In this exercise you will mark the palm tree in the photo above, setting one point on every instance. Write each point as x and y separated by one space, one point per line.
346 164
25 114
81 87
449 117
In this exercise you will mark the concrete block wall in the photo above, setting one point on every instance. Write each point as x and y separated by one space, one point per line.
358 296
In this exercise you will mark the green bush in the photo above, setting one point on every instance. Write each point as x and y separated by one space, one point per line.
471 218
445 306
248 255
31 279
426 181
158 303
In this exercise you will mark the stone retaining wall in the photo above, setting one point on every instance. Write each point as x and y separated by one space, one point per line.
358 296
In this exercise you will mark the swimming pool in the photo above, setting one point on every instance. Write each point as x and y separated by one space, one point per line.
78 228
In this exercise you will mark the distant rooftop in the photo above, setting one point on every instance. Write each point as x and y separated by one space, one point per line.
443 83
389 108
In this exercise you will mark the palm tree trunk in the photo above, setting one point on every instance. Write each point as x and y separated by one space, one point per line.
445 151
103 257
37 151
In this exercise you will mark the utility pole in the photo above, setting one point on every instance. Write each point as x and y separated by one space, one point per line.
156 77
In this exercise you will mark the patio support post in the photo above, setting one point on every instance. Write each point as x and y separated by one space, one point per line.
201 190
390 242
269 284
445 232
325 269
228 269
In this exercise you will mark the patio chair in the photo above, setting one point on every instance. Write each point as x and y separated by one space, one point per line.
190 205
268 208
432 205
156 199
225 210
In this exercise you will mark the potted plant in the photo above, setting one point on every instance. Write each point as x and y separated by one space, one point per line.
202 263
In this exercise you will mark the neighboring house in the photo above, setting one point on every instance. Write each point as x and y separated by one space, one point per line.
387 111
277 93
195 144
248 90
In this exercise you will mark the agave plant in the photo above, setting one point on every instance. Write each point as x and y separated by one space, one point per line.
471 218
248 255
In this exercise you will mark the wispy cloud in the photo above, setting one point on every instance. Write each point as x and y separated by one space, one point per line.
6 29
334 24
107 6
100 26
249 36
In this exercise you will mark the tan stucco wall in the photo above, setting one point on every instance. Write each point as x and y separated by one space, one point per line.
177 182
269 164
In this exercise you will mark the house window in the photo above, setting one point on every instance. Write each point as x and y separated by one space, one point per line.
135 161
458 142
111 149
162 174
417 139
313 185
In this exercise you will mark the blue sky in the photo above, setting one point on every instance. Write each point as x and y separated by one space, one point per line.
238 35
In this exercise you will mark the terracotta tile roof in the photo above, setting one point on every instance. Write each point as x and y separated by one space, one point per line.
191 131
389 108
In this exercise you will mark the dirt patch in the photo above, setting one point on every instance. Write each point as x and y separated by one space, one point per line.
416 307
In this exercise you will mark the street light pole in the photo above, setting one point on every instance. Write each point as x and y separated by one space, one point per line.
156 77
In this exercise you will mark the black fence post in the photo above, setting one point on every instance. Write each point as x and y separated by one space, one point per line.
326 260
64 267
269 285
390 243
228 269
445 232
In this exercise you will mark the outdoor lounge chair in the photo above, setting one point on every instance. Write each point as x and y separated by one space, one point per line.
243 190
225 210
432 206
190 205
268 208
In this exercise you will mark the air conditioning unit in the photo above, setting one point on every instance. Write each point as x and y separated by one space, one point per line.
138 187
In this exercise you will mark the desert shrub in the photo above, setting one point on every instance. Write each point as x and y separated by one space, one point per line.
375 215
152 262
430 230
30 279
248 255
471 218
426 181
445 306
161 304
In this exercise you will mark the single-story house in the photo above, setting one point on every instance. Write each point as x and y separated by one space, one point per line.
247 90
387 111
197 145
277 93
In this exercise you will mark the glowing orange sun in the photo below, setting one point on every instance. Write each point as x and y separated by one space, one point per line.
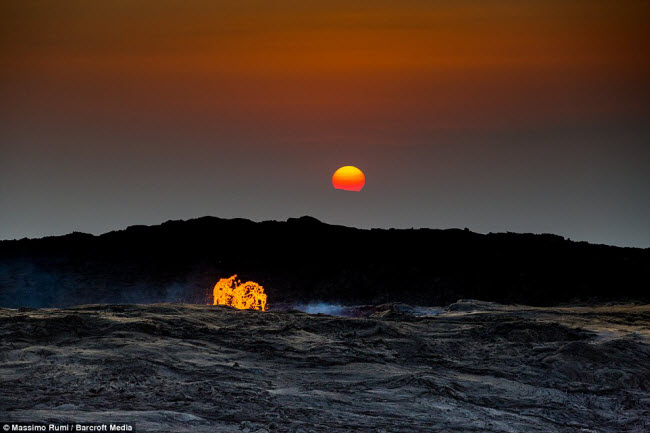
348 178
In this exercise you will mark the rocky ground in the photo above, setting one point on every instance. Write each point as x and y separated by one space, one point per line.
473 367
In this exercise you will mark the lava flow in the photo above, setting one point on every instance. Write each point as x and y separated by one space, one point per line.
230 291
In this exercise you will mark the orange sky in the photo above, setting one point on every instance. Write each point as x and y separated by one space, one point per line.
456 64
521 115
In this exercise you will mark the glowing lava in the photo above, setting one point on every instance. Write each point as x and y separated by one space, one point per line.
230 291
348 178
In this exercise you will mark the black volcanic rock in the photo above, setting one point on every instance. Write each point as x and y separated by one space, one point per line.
304 260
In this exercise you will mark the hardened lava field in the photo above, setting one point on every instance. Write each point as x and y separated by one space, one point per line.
474 367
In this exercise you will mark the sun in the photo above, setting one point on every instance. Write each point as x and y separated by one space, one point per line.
348 178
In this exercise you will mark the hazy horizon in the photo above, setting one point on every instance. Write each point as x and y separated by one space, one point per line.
496 116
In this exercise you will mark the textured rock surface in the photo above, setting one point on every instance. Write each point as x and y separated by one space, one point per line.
474 367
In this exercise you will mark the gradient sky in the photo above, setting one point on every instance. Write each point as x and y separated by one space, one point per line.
505 115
━━━━━━━━━━━━━━━━━━━━
* [WRITTEN TASK]
Repeat the data exactly, dropping every picture it holds.

* [COMPLETED EXERCISE]
In this exercise you will mark the palm tree in the photo above, setting one point on every instance. Write each point as x and y separated by one space, one point per line.
346 164
25 114
81 87
449 117
In this exercise you will mark the concrete block wall in the photo above, setting one point on every instance. Write each point as x and y separated by one space, one point per line.
358 296
In this exercise you will mark the green bush in the photo above, setting one point on every instance. Write each point as x and y separated by one space, one point per line.
471 218
445 306
248 255
31 279
426 181
158 303
In this exercise you will mark the stone retaining wall in the photo above, setting one point on every instance. Write each point as x and y separated by one space, one point per line.
358 296
In this exercise you will mark the swimming pool in the photo above, setting one point on every instance. Write each point as x and y separated by one space, one point per line.
78 228
In this exercise you will mark the distant rooftop in the photo above, setting one point on every instance. Write each point as x and y separated by one space, one point per line.
443 83
389 108
In this exercise you will mark the palm tree trunk in the photo above, setting one point on every instance. Write each point as x and y separated by one space, one point per line.
445 151
103 257
37 151
In this exercise you will mark the utility pole in the photo above, setting one point on every instance. Write each point as x and y separated by one space, one point per line.
156 77
In this exercise you will mark the patio support post in the photo above, setting one point on every instance. Write each point as x and y separated by one space, one point per line.
201 190
390 242
269 284
445 232
325 269
228 269
In this exercise you will mark the patio chair in the photo above, setting one point on every instance. Write each point as x and y separated by one space, one point per line.
190 205
268 208
432 205
156 199
225 210
In this exercise you will mark the potted plant in the photo above, setting one point on every instance. Write each point as x and y separated by one space, one point per line.
202 263
In this exercise you will mark the neighboring house in the photo above, setting one point on every instance. Write each point as x and y separated by one space, one point per line.
387 111
277 93
195 144
248 90
In this exercise you will mark the agave plant in the photo above, setting one point on every instance. Write each point as x and y separated by one space, one point per line.
471 218
248 255
In this exercise you will mark the wispy cloud in the photo above, setting one point on every instance. Write each point as x and y separated by one space, one point per line.
6 29
334 24
107 6
100 26
249 36
In this exercise you will mark the tan stucco wall in the photo above, setting one point on every instance. Write each point as x and y separated by one space, one point per line.
177 182
269 164
In this exercise you will mark the house window in the photo above, setting one point on every instance. Write each point as x and y separated by one space, one point per line.
135 161
458 142
111 149
162 174
417 139
313 185
In this exercise you will mark the blue sky in the photo above, setting one point on every instance. Write each point as x and y separated by one space, one point per line.
238 35
In this exercise you will mark the terracotta tile roof in the photo above, setting one point on every instance. Write each point as x and y separated by one space, one point per line.
191 131
389 108
In this exercise you will mark the dirt patch in the photo above, setting one point on every instance. Write each point as x and y separated by one space, one point per line.
416 307
In this exercise you will mark the street light pole in the photo above, setting one point on every instance. Write each point as x and y separated by one space, one point per line.
156 77
In this exercise you will mark the black fence post in the photo above, setting one point on every instance. Write each point as x and y separated by one space, one point per line.
326 260
64 267
269 285
390 243
228 269
445 232
In this exercise you will mark the outdoor lounge chair in the photo above, setting one point on every instance. Write each point as x and y separated by one space, one point per line.
243 190
225 210
432 206
190 205
268 208
In this exercise you will mark the air conditioning unit in the photo above, setting one point on every instance. Write each point as x and y separated by one space, one point per line.
138 187
In this exercise you will mark the desert shrub in the photo above, setting one point on every instance. Write each point as x and y separated by one space, one point per line.
375 215
152 262
430 230
30 279
248 255
471 218
426 181
445 306
161 304
In this exercise you will mark the single-story house in the photo above, setting one point on every instance. Write each point as x and y separated by one space, one point per line.
247 90
387 111
197 145
277 93
In this exercise you will mark the glowing orange sun in the photo below, setting one point on every instance. Write each point as x and y separated by one space, one point per line.
348 178
In this exercise you will mark the rocky ground in the photo above, setting one point on every instance. Write each point as x and y separated by one space, one point per line.
473 367
In this exercise you will mark the lava flow in the photo above, setting one point on every instance. Write each point as x and y separated by one space, one point per line.
230 291
In this exercise you will mark the orange sky in the photo above, setting one point on every instance. Write each point as x and y separated by one space, one point per line.
456 64
521 115
In this exercise you will mark the glowing lava in the photo above, setting one point on every instance. Write each point as x and y separated by one space, one point per line.
230 291
348 178
In this exercise you will mark the black volcanic rock in the photo above, setting one point on every instance. Write each point as x and y separated by one space, one point per line.
304 260
In this exercise you will mark the hardened lava field in the photo above, setting one point on every instance. Write each point as x and y separated by one space, one point per line.
474 367
In this exercise you will mark the sun in the photo above, setting one point on every instance. Write each point as x and y separated by one space, one point per line.
348 178
In this exercise you will mark the hazy horizon in the photo above, setting one point on every instance. Write each point as x and y separated by one space, one point per line.
496 116
In this exercise you will mark the textured rock surface in the photo above, setting one point on every instance. Write each point as x and y separated by one space, one point per line.
474 367
In this exercise you will mark the gradient sky in the photo above, setting one point on every instance. Write each point as x and y separated by one space, one point per line.
505 115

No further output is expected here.